** start Given records **

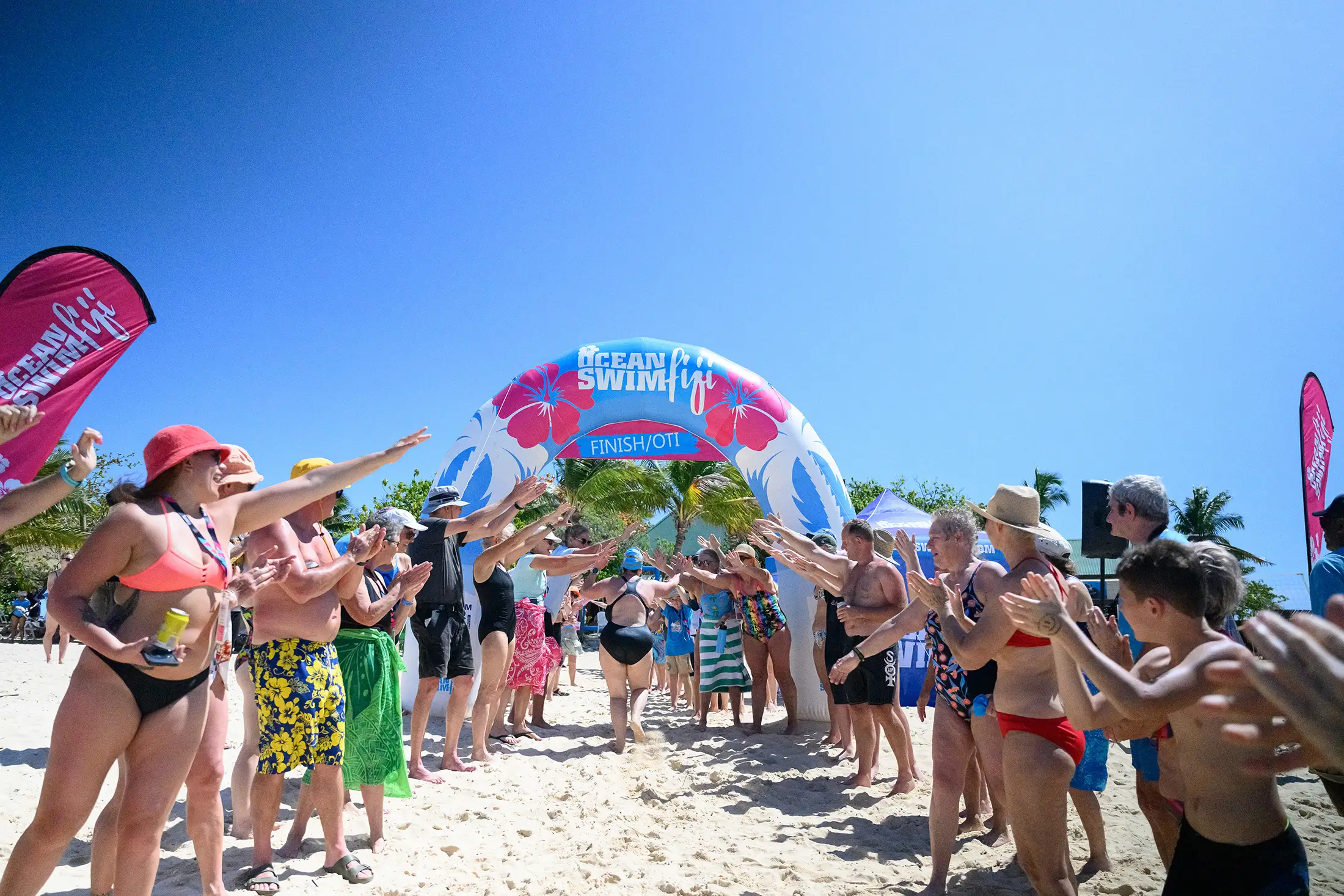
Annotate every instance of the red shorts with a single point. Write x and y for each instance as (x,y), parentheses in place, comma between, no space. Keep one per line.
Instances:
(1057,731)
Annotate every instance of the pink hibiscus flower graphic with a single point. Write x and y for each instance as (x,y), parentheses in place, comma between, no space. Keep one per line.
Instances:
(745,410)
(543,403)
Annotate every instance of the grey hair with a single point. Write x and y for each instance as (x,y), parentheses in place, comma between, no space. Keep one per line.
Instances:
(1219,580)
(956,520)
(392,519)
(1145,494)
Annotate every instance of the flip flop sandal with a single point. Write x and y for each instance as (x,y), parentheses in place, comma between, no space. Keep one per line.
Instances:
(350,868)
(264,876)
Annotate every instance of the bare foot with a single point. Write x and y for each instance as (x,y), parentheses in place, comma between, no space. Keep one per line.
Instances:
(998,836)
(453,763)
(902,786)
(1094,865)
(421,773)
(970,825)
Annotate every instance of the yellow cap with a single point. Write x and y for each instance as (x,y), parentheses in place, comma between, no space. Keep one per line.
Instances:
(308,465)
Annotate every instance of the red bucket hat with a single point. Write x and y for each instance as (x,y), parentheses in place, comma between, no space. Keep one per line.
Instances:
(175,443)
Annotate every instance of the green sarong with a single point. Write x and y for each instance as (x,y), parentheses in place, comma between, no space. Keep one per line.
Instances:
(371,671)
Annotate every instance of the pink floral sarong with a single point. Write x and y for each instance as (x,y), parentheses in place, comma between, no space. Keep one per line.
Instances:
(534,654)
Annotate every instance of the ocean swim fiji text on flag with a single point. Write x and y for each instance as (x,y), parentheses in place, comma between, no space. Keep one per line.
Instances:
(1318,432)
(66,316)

** end Given records **
** start Given records **

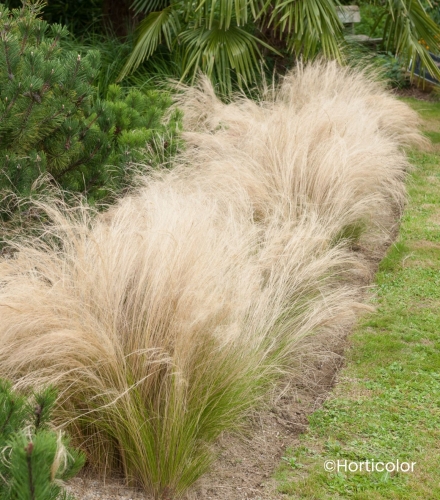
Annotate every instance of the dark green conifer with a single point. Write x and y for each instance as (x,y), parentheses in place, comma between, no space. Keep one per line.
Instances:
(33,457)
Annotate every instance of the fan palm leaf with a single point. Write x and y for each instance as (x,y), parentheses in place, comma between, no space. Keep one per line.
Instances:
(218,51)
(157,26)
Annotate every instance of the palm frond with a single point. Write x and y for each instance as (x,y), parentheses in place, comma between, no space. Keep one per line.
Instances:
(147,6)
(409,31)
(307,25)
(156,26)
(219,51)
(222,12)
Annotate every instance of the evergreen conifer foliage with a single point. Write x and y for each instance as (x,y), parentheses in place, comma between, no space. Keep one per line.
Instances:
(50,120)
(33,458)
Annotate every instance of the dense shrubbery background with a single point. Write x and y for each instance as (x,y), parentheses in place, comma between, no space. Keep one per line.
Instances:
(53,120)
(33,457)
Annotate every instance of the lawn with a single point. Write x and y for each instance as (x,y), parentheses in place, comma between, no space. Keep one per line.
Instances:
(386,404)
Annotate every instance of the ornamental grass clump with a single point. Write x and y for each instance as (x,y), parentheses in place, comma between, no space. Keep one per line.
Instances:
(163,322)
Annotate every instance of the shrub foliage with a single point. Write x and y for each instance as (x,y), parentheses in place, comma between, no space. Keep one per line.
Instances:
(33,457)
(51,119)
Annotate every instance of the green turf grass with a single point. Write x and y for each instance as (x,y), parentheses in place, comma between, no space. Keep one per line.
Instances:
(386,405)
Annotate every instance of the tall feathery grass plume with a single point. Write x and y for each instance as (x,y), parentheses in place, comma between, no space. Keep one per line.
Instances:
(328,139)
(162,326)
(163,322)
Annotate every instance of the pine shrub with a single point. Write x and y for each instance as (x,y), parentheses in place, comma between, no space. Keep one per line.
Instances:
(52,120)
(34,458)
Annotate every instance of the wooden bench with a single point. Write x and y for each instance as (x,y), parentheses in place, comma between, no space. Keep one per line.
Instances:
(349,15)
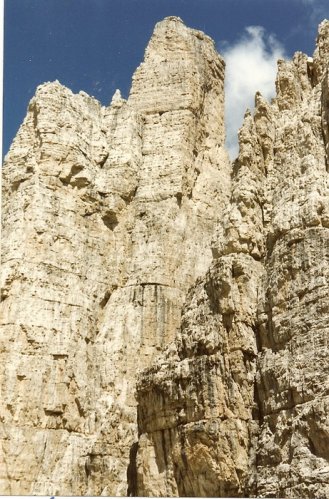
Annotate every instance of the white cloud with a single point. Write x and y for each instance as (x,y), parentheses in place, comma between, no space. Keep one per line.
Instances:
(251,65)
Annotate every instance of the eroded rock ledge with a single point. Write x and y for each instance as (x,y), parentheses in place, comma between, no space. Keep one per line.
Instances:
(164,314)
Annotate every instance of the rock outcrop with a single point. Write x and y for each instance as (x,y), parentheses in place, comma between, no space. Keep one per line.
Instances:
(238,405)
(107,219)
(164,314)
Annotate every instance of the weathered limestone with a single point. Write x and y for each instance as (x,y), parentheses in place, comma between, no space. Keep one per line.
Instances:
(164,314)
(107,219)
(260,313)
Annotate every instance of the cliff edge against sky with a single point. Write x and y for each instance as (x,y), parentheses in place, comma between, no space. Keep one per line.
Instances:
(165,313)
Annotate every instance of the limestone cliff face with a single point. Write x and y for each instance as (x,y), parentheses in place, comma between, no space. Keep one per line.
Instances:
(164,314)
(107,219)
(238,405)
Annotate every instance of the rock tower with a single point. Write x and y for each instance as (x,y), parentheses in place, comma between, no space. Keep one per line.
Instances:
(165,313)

** end Given records **
** start Given records **

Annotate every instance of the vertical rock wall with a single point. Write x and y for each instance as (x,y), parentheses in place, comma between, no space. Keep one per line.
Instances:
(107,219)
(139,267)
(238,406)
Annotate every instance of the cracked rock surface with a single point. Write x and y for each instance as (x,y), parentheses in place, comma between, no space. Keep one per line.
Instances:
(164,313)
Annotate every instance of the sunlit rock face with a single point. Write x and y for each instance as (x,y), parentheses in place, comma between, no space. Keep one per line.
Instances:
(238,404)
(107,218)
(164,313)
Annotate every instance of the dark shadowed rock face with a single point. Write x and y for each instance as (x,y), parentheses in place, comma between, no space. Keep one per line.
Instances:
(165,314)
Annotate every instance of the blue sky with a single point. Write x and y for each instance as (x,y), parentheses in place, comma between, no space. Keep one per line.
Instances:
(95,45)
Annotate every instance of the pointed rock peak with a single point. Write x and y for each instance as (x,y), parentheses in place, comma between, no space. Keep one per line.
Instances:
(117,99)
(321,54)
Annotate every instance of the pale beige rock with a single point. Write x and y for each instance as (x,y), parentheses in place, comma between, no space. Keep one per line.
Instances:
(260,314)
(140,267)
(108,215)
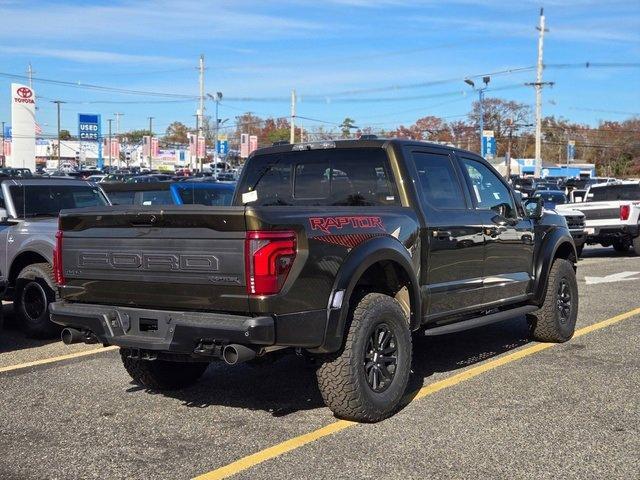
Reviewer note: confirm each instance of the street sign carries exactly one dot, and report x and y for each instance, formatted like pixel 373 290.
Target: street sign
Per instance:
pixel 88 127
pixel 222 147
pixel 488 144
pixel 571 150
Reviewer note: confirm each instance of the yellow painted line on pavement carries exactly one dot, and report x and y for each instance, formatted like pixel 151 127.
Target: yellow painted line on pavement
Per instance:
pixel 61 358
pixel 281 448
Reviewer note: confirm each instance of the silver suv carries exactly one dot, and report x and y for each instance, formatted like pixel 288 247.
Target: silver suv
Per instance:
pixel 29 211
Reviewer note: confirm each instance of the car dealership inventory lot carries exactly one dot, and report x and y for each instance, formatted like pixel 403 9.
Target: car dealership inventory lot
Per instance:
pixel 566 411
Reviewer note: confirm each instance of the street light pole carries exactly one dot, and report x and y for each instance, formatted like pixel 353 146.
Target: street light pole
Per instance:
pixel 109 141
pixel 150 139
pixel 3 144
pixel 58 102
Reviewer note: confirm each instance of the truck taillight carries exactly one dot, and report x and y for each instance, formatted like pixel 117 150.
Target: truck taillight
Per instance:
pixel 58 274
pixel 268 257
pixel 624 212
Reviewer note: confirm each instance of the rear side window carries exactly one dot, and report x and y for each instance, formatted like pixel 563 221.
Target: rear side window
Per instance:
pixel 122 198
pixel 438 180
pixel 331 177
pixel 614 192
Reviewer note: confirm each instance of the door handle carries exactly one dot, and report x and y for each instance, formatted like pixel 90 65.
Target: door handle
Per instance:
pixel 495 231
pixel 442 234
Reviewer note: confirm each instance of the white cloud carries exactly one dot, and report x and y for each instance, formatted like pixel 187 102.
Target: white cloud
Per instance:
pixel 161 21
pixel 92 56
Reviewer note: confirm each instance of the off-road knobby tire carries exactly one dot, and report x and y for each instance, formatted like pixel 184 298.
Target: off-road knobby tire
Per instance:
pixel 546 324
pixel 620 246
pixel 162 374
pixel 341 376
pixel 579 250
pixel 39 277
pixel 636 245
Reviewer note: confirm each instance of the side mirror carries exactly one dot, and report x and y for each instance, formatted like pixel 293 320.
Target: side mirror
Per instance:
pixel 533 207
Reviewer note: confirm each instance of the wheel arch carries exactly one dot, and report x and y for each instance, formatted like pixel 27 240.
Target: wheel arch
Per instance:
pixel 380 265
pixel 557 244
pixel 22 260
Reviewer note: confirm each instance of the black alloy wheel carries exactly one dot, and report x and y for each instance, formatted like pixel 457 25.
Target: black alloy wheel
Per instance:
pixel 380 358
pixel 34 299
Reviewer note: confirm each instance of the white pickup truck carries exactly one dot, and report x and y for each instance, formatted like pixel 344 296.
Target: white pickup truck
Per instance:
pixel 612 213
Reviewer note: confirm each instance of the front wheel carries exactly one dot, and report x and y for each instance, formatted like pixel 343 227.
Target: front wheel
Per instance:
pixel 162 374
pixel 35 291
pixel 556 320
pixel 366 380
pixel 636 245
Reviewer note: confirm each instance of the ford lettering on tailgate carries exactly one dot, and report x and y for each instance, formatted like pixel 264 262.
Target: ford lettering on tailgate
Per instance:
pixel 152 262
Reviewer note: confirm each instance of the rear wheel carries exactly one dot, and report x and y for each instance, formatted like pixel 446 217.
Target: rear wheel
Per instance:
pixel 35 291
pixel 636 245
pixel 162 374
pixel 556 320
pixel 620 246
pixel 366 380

** end Given records **

# What this task involves:
Collect each line of the material above that contains the word "knobby". Letter case matters.

# Worked solution:
Reviewer note: confirm each instance of the off-road knobby tire carries exactly one dot, and report x and y for each instance, formatted like pixel 184 298.
Target: off-road knobby tire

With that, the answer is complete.